▶ TASK OBJECTIVE: There is a line containing "Target: white cloud" in the records below. Repeat it and every line after it, exactly, through the final line, but no pictures.

───── ENTRIES SUPPLIED

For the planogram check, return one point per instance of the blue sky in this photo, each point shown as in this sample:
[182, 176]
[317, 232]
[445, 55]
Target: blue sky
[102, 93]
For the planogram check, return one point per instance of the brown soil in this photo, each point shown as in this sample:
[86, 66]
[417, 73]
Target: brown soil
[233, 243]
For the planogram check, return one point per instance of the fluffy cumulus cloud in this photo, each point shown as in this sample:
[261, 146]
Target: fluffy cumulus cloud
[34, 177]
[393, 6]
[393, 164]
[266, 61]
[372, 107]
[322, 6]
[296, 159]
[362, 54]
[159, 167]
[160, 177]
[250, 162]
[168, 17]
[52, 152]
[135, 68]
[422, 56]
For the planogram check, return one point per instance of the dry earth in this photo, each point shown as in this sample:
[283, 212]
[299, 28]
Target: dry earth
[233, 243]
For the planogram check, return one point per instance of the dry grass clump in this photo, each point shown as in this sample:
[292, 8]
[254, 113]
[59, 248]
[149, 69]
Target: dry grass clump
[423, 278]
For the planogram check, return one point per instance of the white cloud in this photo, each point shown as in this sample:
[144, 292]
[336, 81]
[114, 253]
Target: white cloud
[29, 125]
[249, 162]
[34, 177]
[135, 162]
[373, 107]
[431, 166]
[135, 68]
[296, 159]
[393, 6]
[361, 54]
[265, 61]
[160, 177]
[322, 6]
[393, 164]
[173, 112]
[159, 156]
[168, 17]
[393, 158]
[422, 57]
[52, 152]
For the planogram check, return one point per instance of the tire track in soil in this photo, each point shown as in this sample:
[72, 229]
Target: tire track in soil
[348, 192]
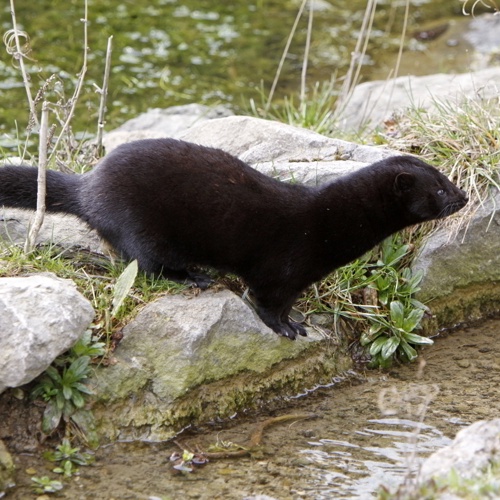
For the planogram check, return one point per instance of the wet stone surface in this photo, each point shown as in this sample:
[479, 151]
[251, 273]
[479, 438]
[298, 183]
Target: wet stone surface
[369, 431]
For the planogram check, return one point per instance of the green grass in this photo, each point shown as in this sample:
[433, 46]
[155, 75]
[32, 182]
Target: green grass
[462, 139]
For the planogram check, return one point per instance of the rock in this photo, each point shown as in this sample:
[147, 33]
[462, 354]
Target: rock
[64, 230]
[283, 151]
[40, 318]
[6, 470]
[157, 123]
[183, 357]
[472, 451]
[462, 271]
[373, 102]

──────────

▶ SOLUTION:
Target: white cloud
[29, 125]
[249, 162]
[34, 177]
[135, 162]
[373, 107]
[431, 166]
[135, 68]
[296, 159]
[393, 6]
[361, 54]
[265, 61]
[160, 177]
[322, 6]
[393, 164]
[173, 112]
[159, 156]
[168, 17]
[393, 158]
[422, 57]
[52, 152]
For the planogram check, return one point per instance of the tire track in soil in this photo, each point shown as in this sample:
[72, 229]
Target: tire track in soil
[348, 192]
For the planogram check, return one point per instance of the wet stone surface in this photo, each point shown as in this sample:
[479, 151]
[251, 273]
[479, 438]
[298, 183]
Target: wet stone surface
[369, 431]
For the planogram check, return one point per instance of the green grass in this photo, each point shown as in this sample:
[433, 46]
[155, 75]
[32, 182]
Target: green grass
[462, 139]
For the planogram check, return one point per instance of the rock in this photo, each point shown as in this sample:
[147, 33]
[462, 354]
Target: rock
[64, 230]
[283, 151]
[40, 318]
[6, 470]
[157, 123]
[183, 357]
[472, 451]
[462, 271]
[373, 102]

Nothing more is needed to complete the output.